## Dokumenttext:
„Wäret ihr an meiner Seite“
Toomaj ist Rapper, der Iran will ihn hinrichten
Er ist eine der populären Stimmen des iranischen Widerstands, dieser Tage wird Toomaj Salehi der Prozess gemacht. Dem Rapper, seit Monaten in Isolationshaft und schwer gefoltert, droht seine amtliche Ermordung. Oder eine langjährige Haft, was auf dasselbe hinausläuft. Salehi hat damit gerechnet: „Weint nicht um mich, wenn ich morgen sterbe“, sagte der 33jährige in einem im Herbst veröffentlichten Video, „eure Tränen bringen mich nicht zurück. Wenn ihr euch ernsthaft gesorgt hättet um mich, wäret ihr an meiner Seite.“ Was heißt es, aufs Salehis Seite zu stehen? Zwei Antworten, eine aus der deutschen Rap-Szene, eine von Annalena Baerbock. Das Urteil wird in fünf bis zehn Tagen erwartet.
Am 30. Oktober vergangenen Jahres wurde Salehi, der unter seinem Vornamen Toomaj veröffentlicht, vom Regime ausfindig gemacht und ins Gefängnis nach Isfahan verschleppt. Seit diesem Tag bezeugen seine Verwandten in Belgien, Frankreich und Deutschland die Spuren der Folter an Salehis Körper. Und dass ihm jede medizinische Hilfe verweigert wird. Die Wut der Folterbeamten gilt einem Künstler, hinter dem keine Musikindustrie steht, auch keine der internationalen Hiphop-Größen. Salehi verfügt über kein anderes Netzwerk als das, was er sich selber geschaffen hat, sein Instagram-Account hat 1,4 Mio Follower. Ein freier Künstler, der seinen Folterknechten in aller Öffentlichkeit geraten hat, sich schon mal ein „Rattenloch“ zu suchen.

## Gestellte Aufgabe 1:
Zähle, in wie vielen Zeilen der Einträge das Wort „metal“ vorkommt. Gib nur die Zahl an.
Der Text und die Einträge stehen in keinem Zusammenhang miteinander.

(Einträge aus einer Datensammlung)
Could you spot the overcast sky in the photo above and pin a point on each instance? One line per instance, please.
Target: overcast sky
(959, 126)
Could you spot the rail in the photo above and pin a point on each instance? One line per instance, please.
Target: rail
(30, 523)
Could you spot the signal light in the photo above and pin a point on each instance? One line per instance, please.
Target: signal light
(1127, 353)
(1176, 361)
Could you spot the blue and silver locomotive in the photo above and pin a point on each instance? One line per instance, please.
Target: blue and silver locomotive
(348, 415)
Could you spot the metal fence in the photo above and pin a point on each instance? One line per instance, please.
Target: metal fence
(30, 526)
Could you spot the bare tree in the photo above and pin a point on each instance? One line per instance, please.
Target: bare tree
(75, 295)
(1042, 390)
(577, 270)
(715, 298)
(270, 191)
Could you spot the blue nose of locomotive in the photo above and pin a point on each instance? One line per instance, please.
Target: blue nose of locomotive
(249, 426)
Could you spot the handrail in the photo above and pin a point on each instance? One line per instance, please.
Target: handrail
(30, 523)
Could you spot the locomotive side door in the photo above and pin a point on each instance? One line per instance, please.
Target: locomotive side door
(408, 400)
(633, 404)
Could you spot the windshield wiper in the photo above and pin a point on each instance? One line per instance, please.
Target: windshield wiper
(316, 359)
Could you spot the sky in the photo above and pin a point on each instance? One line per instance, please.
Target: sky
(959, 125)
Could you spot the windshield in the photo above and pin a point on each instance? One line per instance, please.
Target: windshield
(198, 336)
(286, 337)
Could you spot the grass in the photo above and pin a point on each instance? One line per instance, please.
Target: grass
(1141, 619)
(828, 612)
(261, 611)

---

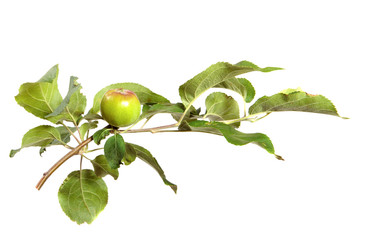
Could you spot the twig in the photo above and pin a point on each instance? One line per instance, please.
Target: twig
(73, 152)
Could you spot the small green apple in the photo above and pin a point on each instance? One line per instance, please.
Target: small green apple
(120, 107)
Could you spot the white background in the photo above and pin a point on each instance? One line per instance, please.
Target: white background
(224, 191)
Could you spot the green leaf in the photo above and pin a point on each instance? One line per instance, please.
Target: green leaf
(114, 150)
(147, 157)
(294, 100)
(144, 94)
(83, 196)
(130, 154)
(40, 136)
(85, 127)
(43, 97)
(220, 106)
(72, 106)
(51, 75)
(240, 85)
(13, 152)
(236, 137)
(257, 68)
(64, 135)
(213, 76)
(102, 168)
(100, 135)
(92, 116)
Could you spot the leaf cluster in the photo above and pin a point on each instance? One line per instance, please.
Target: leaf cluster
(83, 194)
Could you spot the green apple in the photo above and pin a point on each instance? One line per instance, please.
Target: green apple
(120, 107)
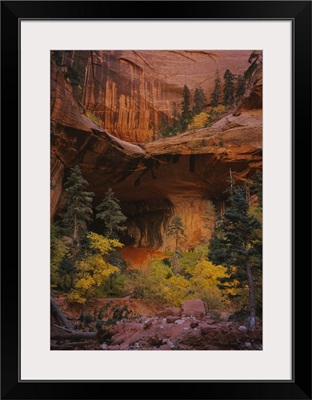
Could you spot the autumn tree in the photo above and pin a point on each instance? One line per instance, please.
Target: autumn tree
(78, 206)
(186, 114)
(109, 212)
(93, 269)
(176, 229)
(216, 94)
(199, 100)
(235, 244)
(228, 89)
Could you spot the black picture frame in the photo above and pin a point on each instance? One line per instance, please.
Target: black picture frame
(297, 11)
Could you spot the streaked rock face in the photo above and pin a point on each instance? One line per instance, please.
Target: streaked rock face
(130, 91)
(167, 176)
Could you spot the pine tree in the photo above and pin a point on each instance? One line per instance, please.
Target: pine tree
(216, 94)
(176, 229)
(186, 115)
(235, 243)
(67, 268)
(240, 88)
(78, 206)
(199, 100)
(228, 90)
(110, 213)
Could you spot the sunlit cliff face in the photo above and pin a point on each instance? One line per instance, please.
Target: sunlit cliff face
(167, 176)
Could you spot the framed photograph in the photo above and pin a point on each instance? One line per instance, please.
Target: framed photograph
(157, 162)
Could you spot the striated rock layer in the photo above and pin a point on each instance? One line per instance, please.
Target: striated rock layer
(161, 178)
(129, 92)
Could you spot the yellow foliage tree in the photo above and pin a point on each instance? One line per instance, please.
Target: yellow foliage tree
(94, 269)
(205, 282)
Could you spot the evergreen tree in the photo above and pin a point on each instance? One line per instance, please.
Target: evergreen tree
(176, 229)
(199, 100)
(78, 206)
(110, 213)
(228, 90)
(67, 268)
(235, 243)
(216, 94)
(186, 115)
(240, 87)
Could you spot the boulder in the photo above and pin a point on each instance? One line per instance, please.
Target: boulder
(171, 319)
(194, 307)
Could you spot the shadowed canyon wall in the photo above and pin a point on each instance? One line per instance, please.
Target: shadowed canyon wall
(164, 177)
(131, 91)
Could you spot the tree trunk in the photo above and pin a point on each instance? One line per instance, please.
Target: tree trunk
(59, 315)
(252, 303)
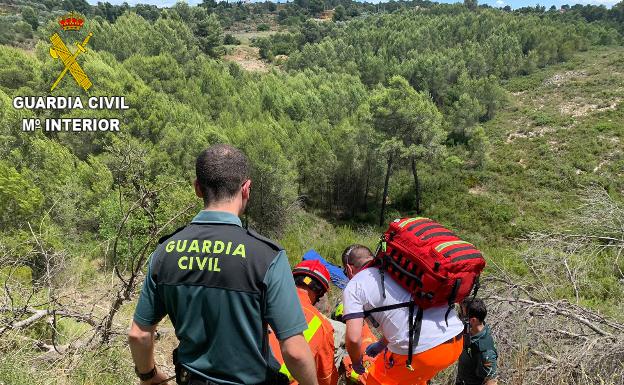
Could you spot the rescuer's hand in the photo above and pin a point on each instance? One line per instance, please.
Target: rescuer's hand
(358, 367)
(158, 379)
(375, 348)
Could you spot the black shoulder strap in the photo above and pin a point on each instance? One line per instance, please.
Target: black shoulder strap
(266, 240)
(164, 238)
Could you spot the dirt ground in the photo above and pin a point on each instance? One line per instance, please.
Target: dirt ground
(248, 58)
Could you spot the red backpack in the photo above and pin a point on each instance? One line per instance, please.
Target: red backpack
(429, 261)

## Gestellte Aufgabe 2:
Setze bitte den Text über den iranischen Rapper Toomaj Salehi im Anschluss an seinen letzten Satz fort.

## Antwort zur Aufgabe 1:
2

## Antwort zur Aufgabe 2:
Dies der Titel eines von Toomajs bekanntesten Songs. „Der Iran“, rappt er darin, „hat so viele Gefängnisse, dass ihr alle hineinpassen würdet“. Schätzungen des National Council of Resistance of Iran (NCRI) zufolge sitzen derzeit bis zu 30 000 Iraner, die sich gegen das Terror-Regime erhoben haben, in den iranischen Haftanstalten. Toomaj nutzt den Rapper-Style, diesen immer etwas großmäuligen Habitus, ohne jede Spur von Angst und Überheblichkeit, er nutzt ihn nicht, um sich selber zu brüsten, sondern für Jin, Jiyan, Azadi. Inhalt und Form kommen überein.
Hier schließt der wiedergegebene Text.